[INFORMATION SUPPLIED Boundary: Start]

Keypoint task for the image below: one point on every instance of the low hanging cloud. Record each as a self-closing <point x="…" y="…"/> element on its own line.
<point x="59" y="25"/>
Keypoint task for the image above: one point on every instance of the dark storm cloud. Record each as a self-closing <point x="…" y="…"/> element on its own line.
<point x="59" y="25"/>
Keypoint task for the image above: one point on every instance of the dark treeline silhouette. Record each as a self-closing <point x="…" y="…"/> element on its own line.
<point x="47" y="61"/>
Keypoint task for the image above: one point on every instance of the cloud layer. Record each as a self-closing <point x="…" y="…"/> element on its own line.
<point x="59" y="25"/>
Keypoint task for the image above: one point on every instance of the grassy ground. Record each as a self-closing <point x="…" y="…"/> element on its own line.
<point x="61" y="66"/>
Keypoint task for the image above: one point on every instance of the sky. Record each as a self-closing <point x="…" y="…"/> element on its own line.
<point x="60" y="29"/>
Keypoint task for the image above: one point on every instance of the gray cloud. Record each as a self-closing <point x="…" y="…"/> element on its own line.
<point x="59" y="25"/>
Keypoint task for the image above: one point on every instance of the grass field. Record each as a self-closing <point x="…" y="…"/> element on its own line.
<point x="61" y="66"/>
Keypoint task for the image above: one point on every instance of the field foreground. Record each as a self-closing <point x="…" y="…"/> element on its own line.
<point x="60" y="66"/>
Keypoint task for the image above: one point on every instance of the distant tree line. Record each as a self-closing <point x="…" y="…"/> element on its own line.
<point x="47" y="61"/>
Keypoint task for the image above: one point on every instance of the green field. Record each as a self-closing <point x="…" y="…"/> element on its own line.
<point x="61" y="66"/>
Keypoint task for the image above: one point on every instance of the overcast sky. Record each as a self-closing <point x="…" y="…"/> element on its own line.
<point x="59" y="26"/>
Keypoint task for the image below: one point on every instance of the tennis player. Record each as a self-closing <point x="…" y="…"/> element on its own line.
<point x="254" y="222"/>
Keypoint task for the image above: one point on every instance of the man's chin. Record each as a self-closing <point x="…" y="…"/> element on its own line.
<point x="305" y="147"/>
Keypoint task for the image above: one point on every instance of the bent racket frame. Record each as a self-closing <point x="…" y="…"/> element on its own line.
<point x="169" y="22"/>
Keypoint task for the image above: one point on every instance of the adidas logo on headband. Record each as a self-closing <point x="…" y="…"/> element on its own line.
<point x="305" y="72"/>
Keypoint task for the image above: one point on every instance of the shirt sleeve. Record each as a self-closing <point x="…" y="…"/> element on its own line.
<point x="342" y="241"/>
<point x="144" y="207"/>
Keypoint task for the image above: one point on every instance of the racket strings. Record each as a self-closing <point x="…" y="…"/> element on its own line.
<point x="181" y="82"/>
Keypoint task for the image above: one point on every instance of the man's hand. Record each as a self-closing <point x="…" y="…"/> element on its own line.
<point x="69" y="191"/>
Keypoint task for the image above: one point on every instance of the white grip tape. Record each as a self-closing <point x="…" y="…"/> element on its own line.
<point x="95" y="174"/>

[INFORMATION SUPPLIED Boundary: End]

_YOUR INSTRUCTIONS_. Without changing a single word, reproduce the entries above.

_TASK ANSWER_.
Keypoint task for the image below: one point on every instance of the low hanging cloud. Record each as a self-closing <point x="…" y="…"/> element on its own line.
<point x="59" y="25"/>
Keypoint task for the image above: one point on every instance of the dark storm cloud. Record each as a self-closing <point x="…" y="…"/> element on its own line.
<point x="59" y="25"/>
Keypoint task for the image above: one point on every instance of the dark treeline silhouette. Record each as a self-closing <point x="…" y="…"/> element on its own line.
<point x="47" y="61"/>
Keypoint task for the image above: one point on every instance of the cloud layer. Record each as a self-closing <point x="…" y="…"/> element on its own line.
<point x="59" y="25"/>
Keypoint task for the image above: one point on every instance of the grassy ground. Record each as a self-closing <point x="…" y="…"/> element on its own line.
<point x="61" y="66"/>
Keypoint task for the image above: one point on every instance of the sky. Record each as a self-closing <point x="…" y="…"/> element on its own line.
<point x="60" y="29"/>
Keypoint task for the image above: one point on every instance of the gray cloud. Record each as a self-closing <point x="…" y="…"/> element on its own line.
<point x="59" y="25"/>
Keypoint task for the image above: one point on every instance of the grass field. Record each as a self-closing <point x="…" y="…"/> element on its own line.
<point x="61" y="66"/>
Keypoint task for the image above: one point on every instance of the field foreground. Record each as a self-closing <point x="…" y="…"/> element on its own line.
<point x="60" y="66"/>
Keypoint task for the image above: one point on every instance of the distant tree line. Record each as a self-closing <point x="…" y="…"/> element on its own line.
<point x="47" y="61"/>
Keypoint task for the image above: one point on every instance of the green field. Record each as a self-closing <point x="…" y="…"/> element on its own line.
<point x="61" y="66"/>
Keypoint task for the image above: one point on every instance of the overcast sky. Record each as a self-closing <point x="…" y="…"/> element on its own line.
<point x="59" y="26"/>
Keypoint task for the image below: one point on every instance of the tennis player. Record each as a self-closing <point x="…" y="…"/> element on its own line.
<point x="254" y="222"/>
Keypoint task for the image above: one point on every instance of the man's chin. Record each as a self-closing <point x="…" y="…"/> element on its own line.
<point x="305" y="147"/>
Keypoint task for the image above: one point on every instance of the bent racket frame. Record each as a self-closing <point x="…" y="…"/> element on its own line.
<point x="169" y="22"/>
Keypoint task for the image above: one point on every instance of the adidas logo on headband. Record each as a self-closing <point x="…" y="…"/> element on its own line.
<point x="305" y="72"/>
Keypoint task for the image above: one point on every instance of the shirt sleeve. Record each as a self-closing <point x="…" y="…"/> element on its own line.
<point x="342" y="241"/>
<point x="144" y="207"/>
Keypoint task for the image above: one point on every instance of the racket strings. Record each as a self-closing <point x="…" y="…"/> element on its own line.
<point x="181" y="82"/>
Keypoint task for the image above: one point on every instance of the man's hand. Record each as a self-closing <point x="…" y="…"/> element on its own line.
<point x="69" y="191"/>
Keypoint task for the image above: one point on every instance of the white grip tape. Record each as a self-closing <point x="…" y="…"/> element on its own line.
<point x="95" y="174"/>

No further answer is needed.